> _Work order_
Please copy every line with the string "tower" from the entries below.

#### Listed records

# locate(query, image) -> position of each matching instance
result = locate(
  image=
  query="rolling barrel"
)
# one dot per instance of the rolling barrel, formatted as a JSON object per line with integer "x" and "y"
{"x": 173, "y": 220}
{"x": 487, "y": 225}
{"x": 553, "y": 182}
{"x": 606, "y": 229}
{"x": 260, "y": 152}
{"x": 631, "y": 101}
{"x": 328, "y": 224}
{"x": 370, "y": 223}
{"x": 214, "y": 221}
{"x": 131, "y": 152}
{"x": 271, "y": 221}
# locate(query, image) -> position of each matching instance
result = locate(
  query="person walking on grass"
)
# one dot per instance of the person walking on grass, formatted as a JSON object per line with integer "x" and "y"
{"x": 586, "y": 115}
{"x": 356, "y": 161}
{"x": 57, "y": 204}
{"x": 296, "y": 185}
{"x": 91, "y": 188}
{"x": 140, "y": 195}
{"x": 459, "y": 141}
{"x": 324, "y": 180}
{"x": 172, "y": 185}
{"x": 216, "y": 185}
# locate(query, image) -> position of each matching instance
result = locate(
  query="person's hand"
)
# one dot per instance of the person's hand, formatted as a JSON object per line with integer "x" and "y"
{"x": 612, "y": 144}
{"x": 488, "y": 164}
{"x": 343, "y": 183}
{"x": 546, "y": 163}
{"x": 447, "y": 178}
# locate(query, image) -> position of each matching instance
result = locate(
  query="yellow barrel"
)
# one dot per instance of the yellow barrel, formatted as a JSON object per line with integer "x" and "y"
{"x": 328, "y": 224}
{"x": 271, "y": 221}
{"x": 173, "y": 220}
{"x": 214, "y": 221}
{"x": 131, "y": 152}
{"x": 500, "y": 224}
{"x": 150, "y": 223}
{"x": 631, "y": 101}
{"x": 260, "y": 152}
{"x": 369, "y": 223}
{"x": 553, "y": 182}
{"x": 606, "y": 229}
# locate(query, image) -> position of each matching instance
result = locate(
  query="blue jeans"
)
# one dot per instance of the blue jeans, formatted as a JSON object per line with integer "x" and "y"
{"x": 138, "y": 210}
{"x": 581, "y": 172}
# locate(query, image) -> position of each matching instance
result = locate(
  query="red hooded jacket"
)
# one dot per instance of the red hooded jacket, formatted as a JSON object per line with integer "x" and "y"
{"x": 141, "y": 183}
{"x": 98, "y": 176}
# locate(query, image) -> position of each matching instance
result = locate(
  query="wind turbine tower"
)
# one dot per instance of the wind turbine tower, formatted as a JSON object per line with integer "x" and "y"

########

> _The completed task_
  query="wind turbine tower"
# one dot per instance of the wind turbine tower, formatted as a JSON object per line with integer "x" and "y"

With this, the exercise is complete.